**BRIEF:**
Reproduce every one of the following items word for word.

**Bounding box annotation items:**

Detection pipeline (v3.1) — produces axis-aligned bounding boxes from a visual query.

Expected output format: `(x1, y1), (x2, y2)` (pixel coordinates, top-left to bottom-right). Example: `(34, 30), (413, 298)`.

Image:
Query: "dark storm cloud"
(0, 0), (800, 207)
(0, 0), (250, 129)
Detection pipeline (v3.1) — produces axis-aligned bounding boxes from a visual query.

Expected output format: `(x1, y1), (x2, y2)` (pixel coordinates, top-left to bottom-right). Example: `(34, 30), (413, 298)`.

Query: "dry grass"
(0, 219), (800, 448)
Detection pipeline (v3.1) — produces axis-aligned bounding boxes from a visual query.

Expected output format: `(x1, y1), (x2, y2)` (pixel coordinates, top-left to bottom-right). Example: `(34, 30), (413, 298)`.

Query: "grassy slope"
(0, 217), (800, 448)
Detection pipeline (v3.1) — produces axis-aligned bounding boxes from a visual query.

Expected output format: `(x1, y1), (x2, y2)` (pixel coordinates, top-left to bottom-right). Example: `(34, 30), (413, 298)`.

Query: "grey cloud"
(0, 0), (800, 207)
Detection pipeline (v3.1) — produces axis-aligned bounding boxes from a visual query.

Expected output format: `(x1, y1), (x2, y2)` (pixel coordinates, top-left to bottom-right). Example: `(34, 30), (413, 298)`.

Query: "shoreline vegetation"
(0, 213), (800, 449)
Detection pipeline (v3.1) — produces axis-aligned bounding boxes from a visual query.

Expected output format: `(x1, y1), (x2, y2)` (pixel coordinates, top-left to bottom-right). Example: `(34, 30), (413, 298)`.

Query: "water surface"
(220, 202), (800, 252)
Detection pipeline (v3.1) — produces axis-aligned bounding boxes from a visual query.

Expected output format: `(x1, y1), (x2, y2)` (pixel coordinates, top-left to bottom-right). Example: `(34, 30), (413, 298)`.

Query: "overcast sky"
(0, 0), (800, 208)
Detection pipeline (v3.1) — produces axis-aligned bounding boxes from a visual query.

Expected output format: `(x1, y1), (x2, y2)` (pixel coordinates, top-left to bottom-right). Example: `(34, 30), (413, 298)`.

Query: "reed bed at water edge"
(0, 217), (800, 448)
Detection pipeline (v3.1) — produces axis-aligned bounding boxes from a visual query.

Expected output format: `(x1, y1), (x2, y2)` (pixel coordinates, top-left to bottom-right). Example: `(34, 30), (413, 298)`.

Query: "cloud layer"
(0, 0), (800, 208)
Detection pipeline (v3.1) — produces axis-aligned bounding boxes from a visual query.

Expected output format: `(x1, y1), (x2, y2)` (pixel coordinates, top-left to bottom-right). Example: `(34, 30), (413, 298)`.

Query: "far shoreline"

**SOLUTION TO THE PROBLEM:**
Detection pipeline (v3.1) — produces axis-aligned bounding boxes from a visual query.

Expected output format: `(x1, y1), (x2, y2)` (pixel coordinates, top-left to bottom-right). Example: `(34, 30), (413, 298)`.

Image:
Query: "dark storm cloud"
(0, 0), (800, 207)
(0, 0), (250, 129)
Detection pipeline (v3.1) — produces axis-aligned bounding boxes from a visual query.

Expected output format: `(x1, y1), (x2, y2)` (pixel coordinates, top-left to bottom-right). Example: `(34, 30), (413, 298)`.

Query: "dry grass"
(0, 219), (800, 448)
Detection pipeline (v3.1) — produces axis-aligned bounding boxes from a visual query.

Expected output format: `(x1, y1), (x2, y2)` (pixel coordinates, top-left to bottom-right). Example: `(34, 30), (413, 298)`.

Query: "grassy slope"
(0, 217), (800, 448)
Detection pipeline (v3.1) — produces axis-aligned bounding boxes from a visual query.

Expected output format: `(x1, y1), (x2, y2)` (pixel coordinates, top-left to bottom-right). Example: `(34, 30), (413, 298)`.

Query: "grey cloud"
(0, 0), (800, 207)
Detection pipeline (v3.1) — produces axis-aligned bounding boxes from a visual query.

Expected output format: `(x1, y1), (x2, y2)` (pixel coordinates, top-left to bottom-right). Example: `(34, 30), (413, 298)`.

Query: "shoreline vegetation"
(0, 213), (800, 449)
Detection pipeline (v3.1) — produces axis-aligned bounding boxes from a visual query.

Expected output format: `(x1, y1), (x2, y2)` (pixel coordinates, top-left to bottom-right). Example: `(34, 30), (413, 298)`.

Query: "water surface"
(220, 202), (800, 252)
Detection pipeline (v3.1) — produces axis-aligned bounding boxes from a visual query.

Expected output format: `(x1, y1), (x2, y2)` (pixel coordinates, top-left to bottom-right). Example: `(34, 30), (413, 298)`.

Query: "overcast sky"
(0, 0), (800, 208)
Detection pipeline (v3.1) — produces axis-aligned bounding boxes from a visual query.

Expected output format: `(x1, y1), (x2, y2)` (pixel coordinates, top-left to bottom-right). Example: `(34, 30), (413, 298)`.

Query: "reed bed at water edge"
(0, 217), (800, 448)
Detection pipeline (v3.1) — produces axis-aligned bounding boxes from a visual query.

Expected output format: `(x1, y1), (x2, y2)` (pixel coordinates, top-left to bottom-right). Example: `(34, 30), (413, 298)`.

Query: "cloud layer"
(0, 0), (800, 208)
Detection pipeline (v3.1) — produces axis-aligned bounding boxes from a visual query.

Expected output format: `(x1, y1), (x2, y2)` (pixel coordinates, top-left to bottom-right). Example: `(34, 30), (413, 298)`.

Query: "far shoreline"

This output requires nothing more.